• **SELECTED EXCERPT**:
Rocky Mountain Spotted Fever

Rocky Mountain Spotted Fever (RMSF) is primarily a disease of dogs and people that is caused by infection with Rickettsia rickettsii bacteria that are transmitted through the bites of ticks. RMSF is commonly diagnosed in dogs that live in or travel to areas where ticks are prevalent. The bite of one infected tick, which can be easy to miss, is sufficient to cause the disease, so lack of a known exposure to ticks does not rule out a diagnosis of Rocky Mountain Spotted Fever.




Symptoms of RMSF can include fever, lethargy, enlarged lymph nodes, abnormal swellings, limping, coughing, difficulty breathing, vomiting, diarrhea, and bruising and bleeding. In order to diagnose Rocky Mountain Spotted Fever, differentiate it from other diseases that cause similar symptoms (e.g., ehrlichiosis, Lyme disease, lymphosarcoma, and immune disorders), and to plan appropriate treatment, veterinarians will often order blood cell counts, chemistry panels, and tests that can determine whether or not an animal has been exposed to Rickettsia bacteria.

• **RECORDS SHOWN**:
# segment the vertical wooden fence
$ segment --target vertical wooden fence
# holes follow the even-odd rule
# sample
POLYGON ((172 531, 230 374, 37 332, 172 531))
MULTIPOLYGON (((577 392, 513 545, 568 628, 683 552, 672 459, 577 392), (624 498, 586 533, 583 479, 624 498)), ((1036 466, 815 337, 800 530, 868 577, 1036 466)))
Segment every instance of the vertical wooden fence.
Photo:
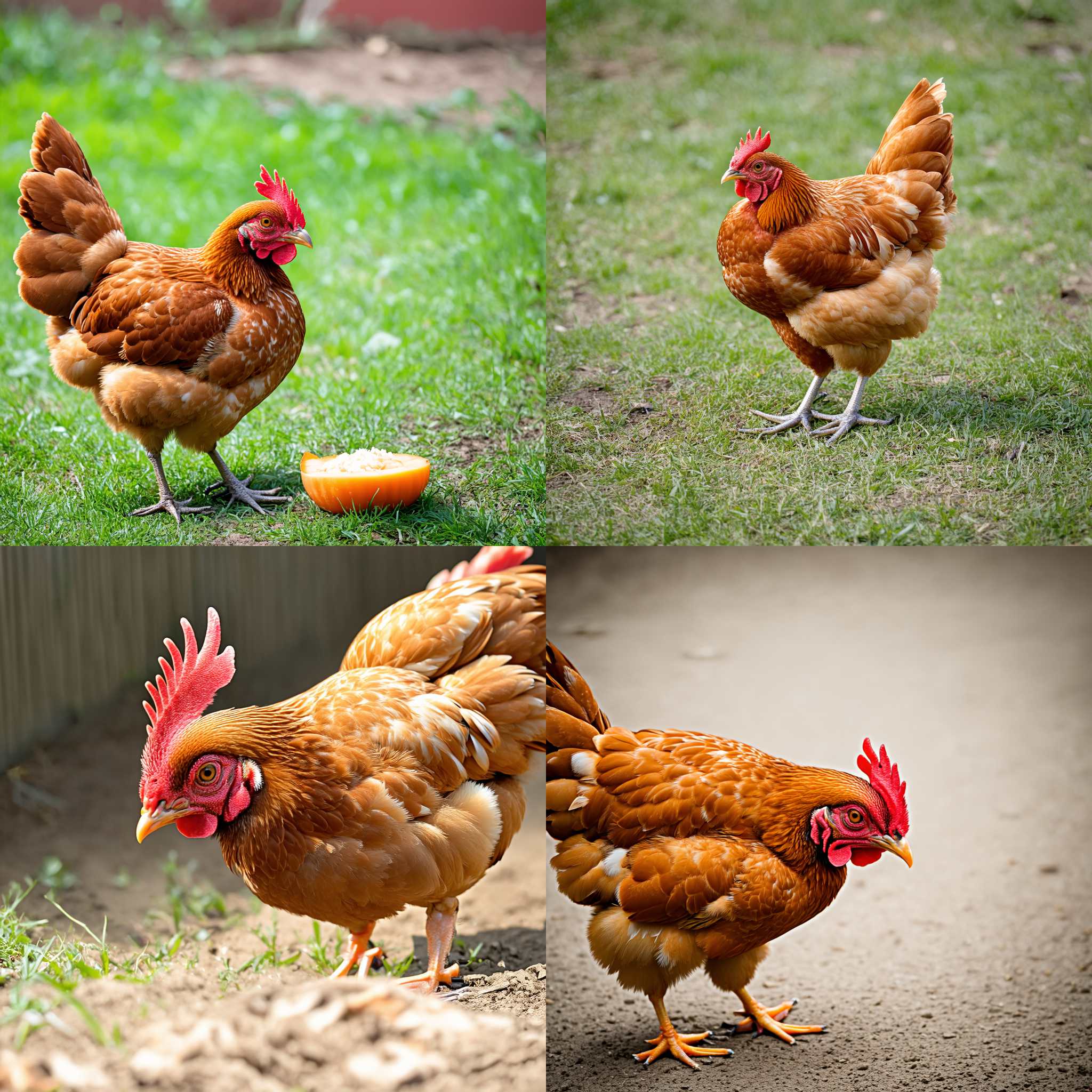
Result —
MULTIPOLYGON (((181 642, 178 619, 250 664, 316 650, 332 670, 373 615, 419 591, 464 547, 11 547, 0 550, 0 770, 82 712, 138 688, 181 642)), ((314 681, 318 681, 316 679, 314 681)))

* * *

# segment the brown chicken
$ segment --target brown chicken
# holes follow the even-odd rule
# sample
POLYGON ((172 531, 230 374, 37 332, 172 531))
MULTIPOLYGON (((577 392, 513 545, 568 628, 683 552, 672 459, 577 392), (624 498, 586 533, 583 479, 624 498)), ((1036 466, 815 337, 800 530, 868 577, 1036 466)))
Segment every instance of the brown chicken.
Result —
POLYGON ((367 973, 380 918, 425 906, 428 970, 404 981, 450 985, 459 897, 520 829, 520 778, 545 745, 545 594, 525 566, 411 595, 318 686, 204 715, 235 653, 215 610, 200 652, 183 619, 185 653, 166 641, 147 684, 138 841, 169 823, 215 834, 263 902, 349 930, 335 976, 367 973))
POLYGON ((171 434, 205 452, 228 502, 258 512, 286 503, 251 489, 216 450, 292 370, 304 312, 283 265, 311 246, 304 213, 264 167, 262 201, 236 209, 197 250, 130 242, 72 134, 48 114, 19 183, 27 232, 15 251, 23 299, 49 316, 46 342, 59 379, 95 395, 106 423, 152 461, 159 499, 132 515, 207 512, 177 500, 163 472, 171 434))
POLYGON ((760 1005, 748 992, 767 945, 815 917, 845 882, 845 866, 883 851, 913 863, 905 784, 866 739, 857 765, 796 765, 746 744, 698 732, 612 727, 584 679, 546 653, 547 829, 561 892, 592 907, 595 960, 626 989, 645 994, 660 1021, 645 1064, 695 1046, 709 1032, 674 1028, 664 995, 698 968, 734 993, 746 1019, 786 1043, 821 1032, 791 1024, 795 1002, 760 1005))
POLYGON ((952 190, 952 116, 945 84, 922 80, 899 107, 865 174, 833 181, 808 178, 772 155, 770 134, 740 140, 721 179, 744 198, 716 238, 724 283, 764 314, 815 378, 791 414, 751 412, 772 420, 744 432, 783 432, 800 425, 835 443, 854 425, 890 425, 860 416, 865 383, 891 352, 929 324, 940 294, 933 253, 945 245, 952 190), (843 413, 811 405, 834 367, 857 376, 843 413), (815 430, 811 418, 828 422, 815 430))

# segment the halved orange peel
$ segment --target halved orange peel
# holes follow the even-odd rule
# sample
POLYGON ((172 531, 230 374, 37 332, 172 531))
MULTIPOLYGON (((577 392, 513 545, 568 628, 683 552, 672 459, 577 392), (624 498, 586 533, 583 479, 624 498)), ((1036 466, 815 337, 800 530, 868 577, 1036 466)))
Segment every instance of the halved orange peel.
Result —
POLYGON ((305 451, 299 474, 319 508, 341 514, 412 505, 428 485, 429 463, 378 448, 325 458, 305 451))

• **EXERCISE AIM**:
Extend the Rocky Mountain Spotted Fever text, picking up after its last sentence. None of the data above matters for what comes next.

• **ANSWER FOR THE TASK**:
Certain types of antibiotics are very effective against Rickettsia bacteria, and once treatment begins, an affected animal's condition will usually improve rapidly. In more severe cases, hospitalization for supportive care may be necessary until a dog's condition stabilizes. Many cases of Rocky Mountain Spotted Fever can be prevented through the use of effective tick control products. Dogs that have contracted the disease once are immune against subsequent infections. People can develop Rocky Mountain Spotted Fever but not through casual contact with a sick dog.